* [Task statement]:
Please rescale the records below, starting at the line that contains "# give the mask of every instance of the shoulder" and ending with the last line of the records. Reproduce only those lines, requests included, with every polygon vertex coordinate multiplied by 0.55 and rounded to the nearest whole number, halves rounding up.

* [Source data]:

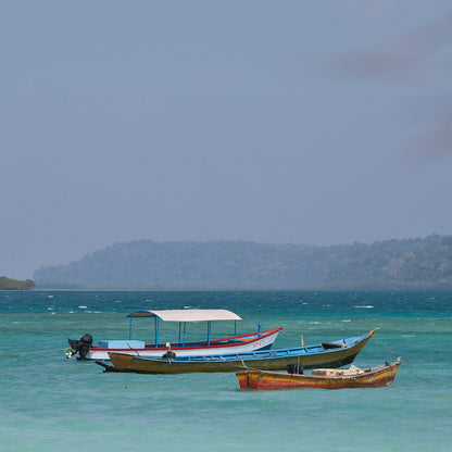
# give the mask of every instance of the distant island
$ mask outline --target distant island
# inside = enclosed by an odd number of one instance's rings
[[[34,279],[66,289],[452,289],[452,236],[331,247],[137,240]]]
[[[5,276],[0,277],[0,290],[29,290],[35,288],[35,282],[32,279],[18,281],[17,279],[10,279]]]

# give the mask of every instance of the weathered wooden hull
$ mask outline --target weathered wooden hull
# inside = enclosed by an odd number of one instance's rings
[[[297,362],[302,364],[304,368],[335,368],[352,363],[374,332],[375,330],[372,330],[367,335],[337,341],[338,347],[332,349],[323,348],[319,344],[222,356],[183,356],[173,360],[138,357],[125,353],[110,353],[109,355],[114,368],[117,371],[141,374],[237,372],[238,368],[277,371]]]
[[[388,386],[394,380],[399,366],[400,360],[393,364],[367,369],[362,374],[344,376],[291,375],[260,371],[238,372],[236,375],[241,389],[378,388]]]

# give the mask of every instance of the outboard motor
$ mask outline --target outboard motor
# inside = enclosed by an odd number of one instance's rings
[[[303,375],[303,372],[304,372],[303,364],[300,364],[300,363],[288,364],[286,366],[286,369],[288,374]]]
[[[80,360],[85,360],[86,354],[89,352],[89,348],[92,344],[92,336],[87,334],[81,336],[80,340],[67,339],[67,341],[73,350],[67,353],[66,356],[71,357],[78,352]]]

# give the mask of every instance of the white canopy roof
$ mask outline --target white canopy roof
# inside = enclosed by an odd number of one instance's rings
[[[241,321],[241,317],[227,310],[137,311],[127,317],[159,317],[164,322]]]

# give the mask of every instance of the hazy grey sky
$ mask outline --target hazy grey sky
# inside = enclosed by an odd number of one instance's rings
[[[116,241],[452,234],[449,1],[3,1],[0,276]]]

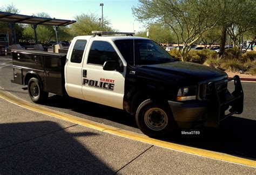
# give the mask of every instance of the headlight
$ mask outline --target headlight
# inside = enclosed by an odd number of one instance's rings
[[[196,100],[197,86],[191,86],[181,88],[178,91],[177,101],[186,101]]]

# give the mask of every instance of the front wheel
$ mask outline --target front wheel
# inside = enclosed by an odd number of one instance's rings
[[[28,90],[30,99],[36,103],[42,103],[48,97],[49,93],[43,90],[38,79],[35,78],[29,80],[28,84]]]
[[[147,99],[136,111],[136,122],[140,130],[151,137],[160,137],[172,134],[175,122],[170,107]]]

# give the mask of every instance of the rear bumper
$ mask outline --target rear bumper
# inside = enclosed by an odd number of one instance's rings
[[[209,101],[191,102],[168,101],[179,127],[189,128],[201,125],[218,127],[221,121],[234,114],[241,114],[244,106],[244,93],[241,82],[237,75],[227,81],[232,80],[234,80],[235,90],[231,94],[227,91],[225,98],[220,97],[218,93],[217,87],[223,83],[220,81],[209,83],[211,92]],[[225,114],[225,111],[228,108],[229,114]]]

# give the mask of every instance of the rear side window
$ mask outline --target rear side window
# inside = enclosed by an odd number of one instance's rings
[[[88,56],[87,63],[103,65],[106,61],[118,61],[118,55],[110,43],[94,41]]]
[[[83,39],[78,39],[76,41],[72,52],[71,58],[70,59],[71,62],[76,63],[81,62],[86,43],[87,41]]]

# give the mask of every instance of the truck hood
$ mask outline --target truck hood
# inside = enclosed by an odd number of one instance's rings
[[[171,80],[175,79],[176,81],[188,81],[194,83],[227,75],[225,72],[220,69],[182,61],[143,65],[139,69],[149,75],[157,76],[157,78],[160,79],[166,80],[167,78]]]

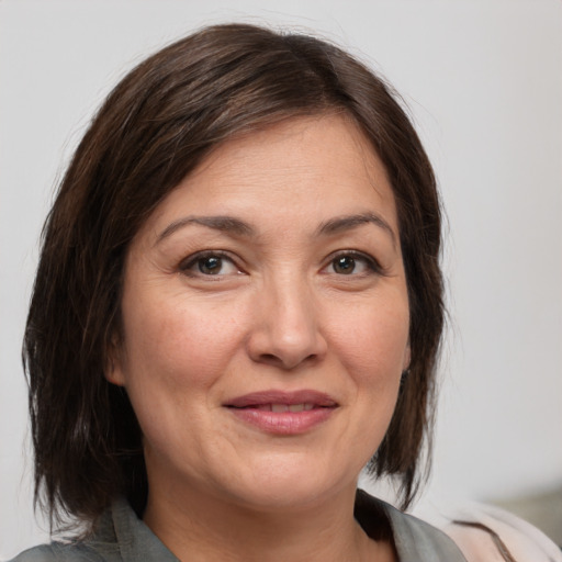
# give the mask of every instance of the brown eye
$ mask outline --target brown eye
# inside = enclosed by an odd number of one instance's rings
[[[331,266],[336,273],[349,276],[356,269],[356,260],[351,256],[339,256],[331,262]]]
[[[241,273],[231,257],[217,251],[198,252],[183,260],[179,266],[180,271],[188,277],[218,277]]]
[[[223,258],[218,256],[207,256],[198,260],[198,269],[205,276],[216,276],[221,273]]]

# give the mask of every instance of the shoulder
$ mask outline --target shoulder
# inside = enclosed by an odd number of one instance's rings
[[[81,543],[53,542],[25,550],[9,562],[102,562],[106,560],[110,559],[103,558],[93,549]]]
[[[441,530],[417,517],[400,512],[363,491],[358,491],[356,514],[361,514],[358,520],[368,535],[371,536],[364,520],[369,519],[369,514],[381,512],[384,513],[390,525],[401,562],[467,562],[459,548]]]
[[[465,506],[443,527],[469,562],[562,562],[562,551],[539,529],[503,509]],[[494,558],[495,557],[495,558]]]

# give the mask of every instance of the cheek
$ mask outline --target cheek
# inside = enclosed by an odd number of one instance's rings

* [The completed task]:
# give the mask of every instance of the shoulder
$ mask outline --target shoulder
# inside = enclosed by an odd number of one instance's rings
[[[45,299],[29,298],[14,303],[5,309],[56,309],[58,308],[61,307],[57,307],[51,302]]]
[[[243,292],[229,284],[220,282],[200,270],[197,270],[196,283],[199,283],[197,286],[202,294],[204,295],[200,286],[203,285],[203,283],[210,282],[211,282],[215,289],[221,309],[257,309],[252,301]]]
[[[256,278],[244,290],[258,309],[309,309],[309,303],[296,291],[277,280]],[[272,307],[272,306],[272,307]]]

# give the mask of every instance of the cheek
$ mask outline --target cheek
# inside = enclosed by an odd number of one instance's rings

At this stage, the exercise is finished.